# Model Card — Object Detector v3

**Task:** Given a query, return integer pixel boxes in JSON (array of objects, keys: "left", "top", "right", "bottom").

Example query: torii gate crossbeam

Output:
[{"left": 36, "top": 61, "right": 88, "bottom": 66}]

- - - - - - -

## [WHAT YOU NEED TO DO]
Every record here must be output exactly, word for word.

## [ANSWER]
# Model Card — Object Detector v3

**Task:** Given a query, return integer pixel boxes in JSON (array of objects, keys: "left", "top", "right", "bottom").

Example query: torii gate crossbeam

Output:
[{"left": 36, "top": 61, "right": 88, "bottom": 66}]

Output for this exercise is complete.